### PROBLEM DESCRIPTION
Pick out each line in the records below that contains the string "door" and copy it in full. Matches must have the same uppercase and lowercase letters.
• • •
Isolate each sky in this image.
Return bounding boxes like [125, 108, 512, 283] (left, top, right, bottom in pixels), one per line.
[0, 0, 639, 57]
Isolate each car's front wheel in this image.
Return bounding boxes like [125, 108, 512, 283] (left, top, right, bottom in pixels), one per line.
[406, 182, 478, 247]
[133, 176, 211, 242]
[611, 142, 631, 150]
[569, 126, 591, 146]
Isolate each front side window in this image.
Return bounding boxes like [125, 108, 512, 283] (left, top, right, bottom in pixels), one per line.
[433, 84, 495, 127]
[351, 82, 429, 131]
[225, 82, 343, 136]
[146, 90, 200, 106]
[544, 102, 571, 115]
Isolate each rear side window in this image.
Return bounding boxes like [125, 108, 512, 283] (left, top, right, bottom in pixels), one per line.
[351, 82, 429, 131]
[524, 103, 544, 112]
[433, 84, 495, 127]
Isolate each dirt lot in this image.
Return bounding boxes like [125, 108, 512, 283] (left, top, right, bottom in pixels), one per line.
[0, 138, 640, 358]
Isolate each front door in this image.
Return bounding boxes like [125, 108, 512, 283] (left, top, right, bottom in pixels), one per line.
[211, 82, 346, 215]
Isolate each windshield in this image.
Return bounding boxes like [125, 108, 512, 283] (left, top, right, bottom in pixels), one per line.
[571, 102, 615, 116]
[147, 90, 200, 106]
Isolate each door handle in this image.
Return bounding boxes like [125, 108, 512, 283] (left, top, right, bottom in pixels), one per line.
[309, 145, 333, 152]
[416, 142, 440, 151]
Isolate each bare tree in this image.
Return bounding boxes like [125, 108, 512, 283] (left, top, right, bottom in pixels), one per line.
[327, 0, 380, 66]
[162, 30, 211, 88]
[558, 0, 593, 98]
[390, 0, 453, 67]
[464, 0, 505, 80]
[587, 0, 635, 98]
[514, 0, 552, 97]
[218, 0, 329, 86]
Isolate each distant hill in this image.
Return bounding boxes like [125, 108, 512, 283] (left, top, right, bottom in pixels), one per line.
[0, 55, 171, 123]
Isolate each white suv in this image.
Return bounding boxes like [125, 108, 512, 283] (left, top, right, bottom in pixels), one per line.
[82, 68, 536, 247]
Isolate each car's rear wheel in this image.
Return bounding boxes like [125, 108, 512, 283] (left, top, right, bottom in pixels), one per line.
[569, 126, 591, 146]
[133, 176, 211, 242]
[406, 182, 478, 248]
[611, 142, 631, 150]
• • •
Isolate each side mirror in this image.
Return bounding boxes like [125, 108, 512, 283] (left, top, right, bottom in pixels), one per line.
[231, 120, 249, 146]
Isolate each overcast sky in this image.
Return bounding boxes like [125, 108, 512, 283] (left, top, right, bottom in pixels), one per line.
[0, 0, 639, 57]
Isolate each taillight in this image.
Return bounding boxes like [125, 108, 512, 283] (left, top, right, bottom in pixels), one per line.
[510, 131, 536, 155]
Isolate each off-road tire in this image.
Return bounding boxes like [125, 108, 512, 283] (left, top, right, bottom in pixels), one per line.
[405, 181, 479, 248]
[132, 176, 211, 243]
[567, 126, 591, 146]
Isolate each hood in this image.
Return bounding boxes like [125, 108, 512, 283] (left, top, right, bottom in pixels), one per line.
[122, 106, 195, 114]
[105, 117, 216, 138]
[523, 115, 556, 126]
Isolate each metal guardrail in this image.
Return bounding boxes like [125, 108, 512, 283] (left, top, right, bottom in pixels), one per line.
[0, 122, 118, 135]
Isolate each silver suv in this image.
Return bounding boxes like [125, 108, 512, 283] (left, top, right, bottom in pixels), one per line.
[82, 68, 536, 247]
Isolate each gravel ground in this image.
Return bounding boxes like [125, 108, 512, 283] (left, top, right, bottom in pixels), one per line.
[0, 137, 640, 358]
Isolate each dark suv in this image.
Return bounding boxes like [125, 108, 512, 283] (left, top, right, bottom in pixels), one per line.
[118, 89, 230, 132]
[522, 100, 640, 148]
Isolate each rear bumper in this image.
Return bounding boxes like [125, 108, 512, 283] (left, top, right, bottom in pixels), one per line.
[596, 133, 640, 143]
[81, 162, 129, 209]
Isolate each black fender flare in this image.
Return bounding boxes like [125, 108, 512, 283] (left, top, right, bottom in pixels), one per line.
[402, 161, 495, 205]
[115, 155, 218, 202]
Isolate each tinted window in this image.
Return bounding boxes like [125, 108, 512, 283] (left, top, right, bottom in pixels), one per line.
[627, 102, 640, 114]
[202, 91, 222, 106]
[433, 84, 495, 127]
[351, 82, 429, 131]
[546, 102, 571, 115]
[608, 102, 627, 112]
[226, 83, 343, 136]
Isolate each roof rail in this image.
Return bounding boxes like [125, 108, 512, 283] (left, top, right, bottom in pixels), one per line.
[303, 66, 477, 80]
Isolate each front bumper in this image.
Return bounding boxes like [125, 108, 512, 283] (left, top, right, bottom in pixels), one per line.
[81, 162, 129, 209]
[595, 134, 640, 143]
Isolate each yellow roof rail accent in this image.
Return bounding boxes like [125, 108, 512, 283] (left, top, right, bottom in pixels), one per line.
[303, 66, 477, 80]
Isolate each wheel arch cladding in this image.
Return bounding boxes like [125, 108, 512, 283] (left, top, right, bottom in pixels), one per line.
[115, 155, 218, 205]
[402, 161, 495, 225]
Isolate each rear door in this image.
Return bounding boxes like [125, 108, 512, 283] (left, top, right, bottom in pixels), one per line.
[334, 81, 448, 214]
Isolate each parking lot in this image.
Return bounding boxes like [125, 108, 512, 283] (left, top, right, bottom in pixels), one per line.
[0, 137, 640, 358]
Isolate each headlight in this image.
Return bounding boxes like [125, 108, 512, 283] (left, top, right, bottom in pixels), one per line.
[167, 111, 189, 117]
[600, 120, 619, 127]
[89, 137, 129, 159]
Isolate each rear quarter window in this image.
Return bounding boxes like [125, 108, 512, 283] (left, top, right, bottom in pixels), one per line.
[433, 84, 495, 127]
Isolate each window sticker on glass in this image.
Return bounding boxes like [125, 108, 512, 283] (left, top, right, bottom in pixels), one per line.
• • •
### OUTPUT
Isolate each front door in this image.
Isolate each door handle in this image.
Isolate each rear door in this image.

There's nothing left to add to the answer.